***** Available data

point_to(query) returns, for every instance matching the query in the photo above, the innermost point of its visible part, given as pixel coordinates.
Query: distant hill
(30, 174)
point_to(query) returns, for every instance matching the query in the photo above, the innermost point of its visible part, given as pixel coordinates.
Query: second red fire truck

**********

▶ **Problem**:
Write out exactly the lines that run from the one containing "Query: distant hill" to the end of the records, both end lines included.

▶ **Answer section**:
Query: distant hill
(30, 174)
point_to(query) returns, for every instance matching the query in the photo above, the innermost point of its visible part, given as pixel coordinates.
Query: second red fire truck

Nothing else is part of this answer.